Bomben und Blockaden

■ Ein Großteil der Anschläge von Hamas kann nur verhindert werden, wenn der Friedensprozeß nicht blockiert wird

Es ist nicht Netanjahu. Es ist nicht Arafat. Es ist Hamas, die den Gang des Friedensprozesses diktiert. Mit dem 19. Selbstmordanschlag seit dem Oslo-Abkommen im Jahre 1993 hat Hamas erreicht, daß der politische Prozeß endgültig zum Stillstand gekommen ist. Der Besuch von US-Außenministerin Madelaine Albright in der kommenden Woche gilt, wenn auch indirekt, Hamas. Wie beim Besuch ihres Gesandten Dennis Ross vor einem Monat wird es nur ein Thema geben: Sicherheit. Und Sicherheit kann es nur geben, wenn Hamas militärisch oder politisch unter Kontrolle gebracht wird.

::::

[ZU LÖSENDE AUFGABEN]
[1] Beantworte anhand des Textes über Hamas und den Friedensprozess diese Fragen:
(a) Unter welcher Bedingung kann laut der Unterzeile ein Großteil der Anschläge von Hamas verhindert werden?
(b) Der wievielte Selbstmordanschlag seit dem Oslo-Abkommen hat laut dem Text den politischen Prozess zum Stillstand gebracht?
(c) Welches einzige Thema wird es beim Besuch von Madelaine Albright geben?
[2] Zitiere aus dem Text über Hamas und den Friedensprozess wörtlich die Stelle, die bei „Es ist nicht Netanjahu.“ beginnt und bei „Kontrolle gebracht wird.“ endet.
[3] Führe den Text über Hamas und den Friedensprozess im Anschluss an seinen letzten Satz weiter.

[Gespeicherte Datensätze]
::::

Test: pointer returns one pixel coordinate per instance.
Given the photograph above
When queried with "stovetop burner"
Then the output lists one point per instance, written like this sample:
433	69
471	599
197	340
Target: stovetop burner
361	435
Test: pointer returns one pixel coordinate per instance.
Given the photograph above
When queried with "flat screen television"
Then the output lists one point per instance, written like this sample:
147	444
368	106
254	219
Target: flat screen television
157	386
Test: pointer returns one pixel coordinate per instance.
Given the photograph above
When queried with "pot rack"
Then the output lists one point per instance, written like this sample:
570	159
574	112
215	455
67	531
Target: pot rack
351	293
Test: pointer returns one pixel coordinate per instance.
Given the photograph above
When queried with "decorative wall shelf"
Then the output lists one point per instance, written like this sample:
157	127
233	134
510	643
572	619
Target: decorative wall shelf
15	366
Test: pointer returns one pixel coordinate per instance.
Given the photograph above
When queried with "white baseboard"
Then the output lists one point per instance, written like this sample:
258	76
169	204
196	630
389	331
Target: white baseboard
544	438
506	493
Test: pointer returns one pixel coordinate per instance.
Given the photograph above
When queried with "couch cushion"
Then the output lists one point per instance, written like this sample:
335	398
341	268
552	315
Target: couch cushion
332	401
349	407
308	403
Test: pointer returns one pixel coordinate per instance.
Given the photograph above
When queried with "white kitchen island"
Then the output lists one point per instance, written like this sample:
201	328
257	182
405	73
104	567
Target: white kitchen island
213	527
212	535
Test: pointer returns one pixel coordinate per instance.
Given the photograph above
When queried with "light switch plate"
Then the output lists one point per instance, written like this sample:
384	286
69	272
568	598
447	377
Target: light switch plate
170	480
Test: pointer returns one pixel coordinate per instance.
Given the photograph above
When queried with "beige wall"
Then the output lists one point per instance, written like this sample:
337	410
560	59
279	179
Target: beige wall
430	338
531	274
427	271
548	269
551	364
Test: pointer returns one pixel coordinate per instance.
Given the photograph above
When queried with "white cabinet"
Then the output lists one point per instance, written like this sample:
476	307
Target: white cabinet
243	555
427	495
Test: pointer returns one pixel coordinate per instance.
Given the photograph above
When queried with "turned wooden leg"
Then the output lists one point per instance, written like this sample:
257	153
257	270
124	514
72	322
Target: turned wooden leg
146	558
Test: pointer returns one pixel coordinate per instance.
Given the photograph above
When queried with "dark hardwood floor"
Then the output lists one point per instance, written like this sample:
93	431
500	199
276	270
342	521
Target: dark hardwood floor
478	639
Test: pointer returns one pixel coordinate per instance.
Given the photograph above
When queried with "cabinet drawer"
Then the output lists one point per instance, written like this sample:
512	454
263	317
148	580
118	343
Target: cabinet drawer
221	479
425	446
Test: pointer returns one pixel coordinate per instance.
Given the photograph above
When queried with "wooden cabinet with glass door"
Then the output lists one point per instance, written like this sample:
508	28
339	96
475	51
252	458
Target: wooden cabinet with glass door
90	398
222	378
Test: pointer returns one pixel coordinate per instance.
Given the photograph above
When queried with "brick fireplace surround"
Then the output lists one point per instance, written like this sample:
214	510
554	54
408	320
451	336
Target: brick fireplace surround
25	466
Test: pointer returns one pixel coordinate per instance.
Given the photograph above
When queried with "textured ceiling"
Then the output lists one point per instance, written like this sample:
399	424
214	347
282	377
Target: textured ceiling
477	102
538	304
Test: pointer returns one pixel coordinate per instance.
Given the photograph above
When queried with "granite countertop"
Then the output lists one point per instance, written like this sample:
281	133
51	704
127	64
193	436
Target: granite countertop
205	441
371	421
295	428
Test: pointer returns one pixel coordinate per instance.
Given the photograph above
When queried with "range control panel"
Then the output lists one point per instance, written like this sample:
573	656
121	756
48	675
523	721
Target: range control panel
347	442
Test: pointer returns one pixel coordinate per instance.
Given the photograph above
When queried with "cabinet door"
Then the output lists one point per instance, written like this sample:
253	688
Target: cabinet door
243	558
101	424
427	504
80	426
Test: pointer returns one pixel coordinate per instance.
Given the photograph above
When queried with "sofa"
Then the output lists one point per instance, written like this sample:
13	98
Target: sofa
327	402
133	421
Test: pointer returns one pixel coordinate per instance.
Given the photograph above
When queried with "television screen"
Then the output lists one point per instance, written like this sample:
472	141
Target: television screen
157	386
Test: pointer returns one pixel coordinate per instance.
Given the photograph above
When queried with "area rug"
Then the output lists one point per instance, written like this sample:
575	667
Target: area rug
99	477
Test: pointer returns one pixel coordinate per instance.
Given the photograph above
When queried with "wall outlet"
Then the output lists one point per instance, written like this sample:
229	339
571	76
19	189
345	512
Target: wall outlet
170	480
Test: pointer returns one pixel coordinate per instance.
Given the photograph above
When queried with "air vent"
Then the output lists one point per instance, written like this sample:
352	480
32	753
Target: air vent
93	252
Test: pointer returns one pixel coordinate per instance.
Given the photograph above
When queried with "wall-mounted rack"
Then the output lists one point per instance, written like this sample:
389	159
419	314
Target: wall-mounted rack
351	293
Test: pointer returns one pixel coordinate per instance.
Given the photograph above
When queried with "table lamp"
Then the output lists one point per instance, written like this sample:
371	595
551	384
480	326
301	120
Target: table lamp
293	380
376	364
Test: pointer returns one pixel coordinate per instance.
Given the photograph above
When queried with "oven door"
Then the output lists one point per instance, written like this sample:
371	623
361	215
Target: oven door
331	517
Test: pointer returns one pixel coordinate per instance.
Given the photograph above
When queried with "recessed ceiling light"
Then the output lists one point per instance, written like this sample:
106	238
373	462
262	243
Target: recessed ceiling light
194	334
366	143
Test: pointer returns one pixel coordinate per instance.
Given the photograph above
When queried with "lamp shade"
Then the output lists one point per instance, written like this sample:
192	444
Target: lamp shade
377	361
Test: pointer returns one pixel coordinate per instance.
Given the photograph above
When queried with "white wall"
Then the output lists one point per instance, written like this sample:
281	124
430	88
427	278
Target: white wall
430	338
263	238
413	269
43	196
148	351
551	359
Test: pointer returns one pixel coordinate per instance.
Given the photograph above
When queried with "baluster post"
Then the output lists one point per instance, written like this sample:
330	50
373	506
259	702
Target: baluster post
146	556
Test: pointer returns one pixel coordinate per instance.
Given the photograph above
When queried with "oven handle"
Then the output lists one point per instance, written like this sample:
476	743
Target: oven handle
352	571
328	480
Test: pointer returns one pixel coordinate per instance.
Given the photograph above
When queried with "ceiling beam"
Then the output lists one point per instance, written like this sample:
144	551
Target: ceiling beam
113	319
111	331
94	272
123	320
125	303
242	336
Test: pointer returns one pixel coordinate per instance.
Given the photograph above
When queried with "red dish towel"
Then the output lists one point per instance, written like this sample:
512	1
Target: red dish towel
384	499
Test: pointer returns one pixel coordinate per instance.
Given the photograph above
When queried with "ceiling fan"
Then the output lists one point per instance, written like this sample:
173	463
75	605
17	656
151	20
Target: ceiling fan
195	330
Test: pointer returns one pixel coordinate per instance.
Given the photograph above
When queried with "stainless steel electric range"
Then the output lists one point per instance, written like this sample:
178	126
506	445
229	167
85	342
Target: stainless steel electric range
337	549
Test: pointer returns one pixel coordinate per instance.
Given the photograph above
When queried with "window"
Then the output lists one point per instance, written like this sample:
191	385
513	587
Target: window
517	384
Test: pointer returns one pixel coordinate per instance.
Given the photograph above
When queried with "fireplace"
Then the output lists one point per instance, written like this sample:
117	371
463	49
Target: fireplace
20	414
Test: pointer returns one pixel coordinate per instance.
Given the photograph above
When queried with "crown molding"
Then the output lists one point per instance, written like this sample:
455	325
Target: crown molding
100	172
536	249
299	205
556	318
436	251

::::

[LÖSUNGEN DER AUFGABEN]
[1]
(a) Nur wenn der Friedensprozess nicht blockiert wird.
(b) Der 19. Selbstmordanschlag.
(c) Sicherheit.

[2]
Es ist nicht Netanjahu. Es ist nicht Arafat. Es ist Hamas, die den Gang des Friedensprozesses diktiert. Mit dem 19. Selbstmordanschlag seit dem Oslo-Abkommen im Jahre 1993 hat Hamas erreicht, daß der politische Prozeß endgültig zum Stillstand gekommen ist. Der Besuch von US-Außenministerin Madelaine Albright in der kommenden Woche gilt, wenn auch indirekt, Hamas. Wie beim Besuch ihres Gesandten Dennis Ross vor einem Monat wird es nur ein Thema geben: Sicherheit. Und Sicherheit kann es nur geben, wenn Hamas militärisch oder politisch unter Kontrolle gebracht wird.

[3]
Aber es ist keineswegs ausgemacht, daß dies gelingt. Weder die israelische Regierung und ihre hochgelobten Sicherheitsdienste noch die Autonomiebehörde mit ihren zahlreichen Geheimdiensten haben sich bislang als fähig erwiesen, Hamas wirklich zu kontrollieren. Entgegen ihren vollmundigen Wahlversprechungen vor anderthalb Jahren muß auch die Regierung von Benjamin Netanjahu zur Kenntnis nehmen, daß sie eine absolute Sicherheit vor Selbstmordanschlägen nicht garantieren kann.

Dafür allein Arafat verantwortlich zu machen, ist allzu billig. Der militärische Flügel von Hamas und die Auslandsführungen in Amman und Damaskus lehnen den Friedensprozeß grundsätzlich ab. Ihr fundamentalistischer Anspruch, der von der Hamas-Führung im Lande aus politischen Erwägungen nicht geteilt wird, gilt einem islamischen Palästina in den Grenzen von 1948. Dafür jagen sie sich selbst und andere in die Luft. Eine Garantie dafür, daß diese Anschläge aufhören, wenn Israelis und Palästinenser in ihrer Mehrheit zu einem Zusammen- oder Nebeneinanderleben in diesem Land gefunden haben, gibt es grundsätzlich nicht. Und doch erfolgen die Anschläge von Hamas nicht im luftleeren Raum. Ihr Timing ist ein wesentliches Element ihrer Wirksamkeit.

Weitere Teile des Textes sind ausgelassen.